→ Text extract:
In the above example, each of the five numbers in the first list was compared to the corresponding number in the second list; the remaining six numbers in the second list were discarded. If we instead want to loop through each combination of elements from both lists we need to use a nested list comprehension:

list1 = ['A', 'B']
list2 = ['1', '2', '3', '4']

combinations = [(x, y) for x in list1 for y in list2]
for combination in combinations:
    print(combination[0], combination[1])
## A 1
## A 2
## A 3
## A 4
## B 1
## B 2
## B 3
## B 4

2.2 Strings

Strings are treated as lists of letters:

# Loop through the letters in a word
for letter in 'HELLO':
    print(letter)
## H
## E
## L
## L
## O

Setting the end keyword argument in the print() function to an empty string causes the letters to print on the same line. This is because it overwrite the default value for end which is the newline character (\n):

# Loop through the letters in a word
for letter in 'HELLO':
    print(letter, end='')
## HELLO

2.3 Dictionaries

By default, a for-loop will iterate over a dictionary’s keys:

dct = {'a': 'apple', 'b': 'banana', 'c': 'cat'}
# Loop through the keys in a dictionary
for key in dct:
    # Print the key and the corresponding value
    print(key, dct[key])

→ Data provided:
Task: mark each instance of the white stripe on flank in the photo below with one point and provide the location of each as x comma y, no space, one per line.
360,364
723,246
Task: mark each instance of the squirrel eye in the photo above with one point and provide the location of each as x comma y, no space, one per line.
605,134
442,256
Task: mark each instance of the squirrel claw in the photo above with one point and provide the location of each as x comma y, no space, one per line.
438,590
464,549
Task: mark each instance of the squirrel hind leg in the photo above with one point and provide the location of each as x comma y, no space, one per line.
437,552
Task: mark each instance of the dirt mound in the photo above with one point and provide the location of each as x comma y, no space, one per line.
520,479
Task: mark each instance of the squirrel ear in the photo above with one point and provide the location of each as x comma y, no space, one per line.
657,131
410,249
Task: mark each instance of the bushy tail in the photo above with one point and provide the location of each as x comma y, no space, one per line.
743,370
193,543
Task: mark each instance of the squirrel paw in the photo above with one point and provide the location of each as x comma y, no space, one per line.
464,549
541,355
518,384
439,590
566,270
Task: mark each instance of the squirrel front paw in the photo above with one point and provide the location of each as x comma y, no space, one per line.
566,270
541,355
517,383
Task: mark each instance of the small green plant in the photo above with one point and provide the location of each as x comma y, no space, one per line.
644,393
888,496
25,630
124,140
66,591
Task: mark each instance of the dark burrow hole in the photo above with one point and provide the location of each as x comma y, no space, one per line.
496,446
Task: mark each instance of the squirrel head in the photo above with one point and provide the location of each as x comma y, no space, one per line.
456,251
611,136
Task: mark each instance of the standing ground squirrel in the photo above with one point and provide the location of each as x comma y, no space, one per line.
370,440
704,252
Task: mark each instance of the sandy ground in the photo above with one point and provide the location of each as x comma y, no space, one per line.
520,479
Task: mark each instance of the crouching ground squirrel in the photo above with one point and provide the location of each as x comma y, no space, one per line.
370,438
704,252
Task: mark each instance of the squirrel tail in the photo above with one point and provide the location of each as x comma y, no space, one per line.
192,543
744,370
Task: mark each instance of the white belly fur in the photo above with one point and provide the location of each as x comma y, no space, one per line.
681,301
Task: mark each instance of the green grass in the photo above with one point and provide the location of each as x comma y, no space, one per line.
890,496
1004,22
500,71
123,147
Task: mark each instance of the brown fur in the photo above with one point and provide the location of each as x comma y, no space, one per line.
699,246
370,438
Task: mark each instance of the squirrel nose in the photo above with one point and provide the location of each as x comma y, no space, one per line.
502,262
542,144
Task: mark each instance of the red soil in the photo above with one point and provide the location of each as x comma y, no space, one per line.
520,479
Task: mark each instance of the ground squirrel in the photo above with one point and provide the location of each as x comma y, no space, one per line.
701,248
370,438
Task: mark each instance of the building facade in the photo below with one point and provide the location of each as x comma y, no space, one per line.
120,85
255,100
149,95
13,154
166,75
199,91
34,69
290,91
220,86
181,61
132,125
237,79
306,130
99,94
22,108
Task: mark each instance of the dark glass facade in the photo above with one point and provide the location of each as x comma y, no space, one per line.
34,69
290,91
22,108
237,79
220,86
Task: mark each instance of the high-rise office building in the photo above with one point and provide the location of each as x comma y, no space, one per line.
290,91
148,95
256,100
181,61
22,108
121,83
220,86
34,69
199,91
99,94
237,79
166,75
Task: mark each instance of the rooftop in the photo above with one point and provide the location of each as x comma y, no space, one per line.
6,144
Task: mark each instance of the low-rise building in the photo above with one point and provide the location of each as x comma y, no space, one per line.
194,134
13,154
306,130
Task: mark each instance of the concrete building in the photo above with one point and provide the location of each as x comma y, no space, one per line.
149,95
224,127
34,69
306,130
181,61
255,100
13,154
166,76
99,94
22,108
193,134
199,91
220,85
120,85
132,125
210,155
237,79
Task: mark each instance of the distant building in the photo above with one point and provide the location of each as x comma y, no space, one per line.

→ What is required:
Answer these questions using the text on Python for-loops.
(a) According to the text, how are strings treated?
(b) What is the default value of the end keyword argument in the print() function?
(c) By default, what does a for-loop iterate over in a dictionary?

→ Reply to the exercise:
(a) As lists of letters.
(b) The newline character (\n).
(c) The dictionary's keys.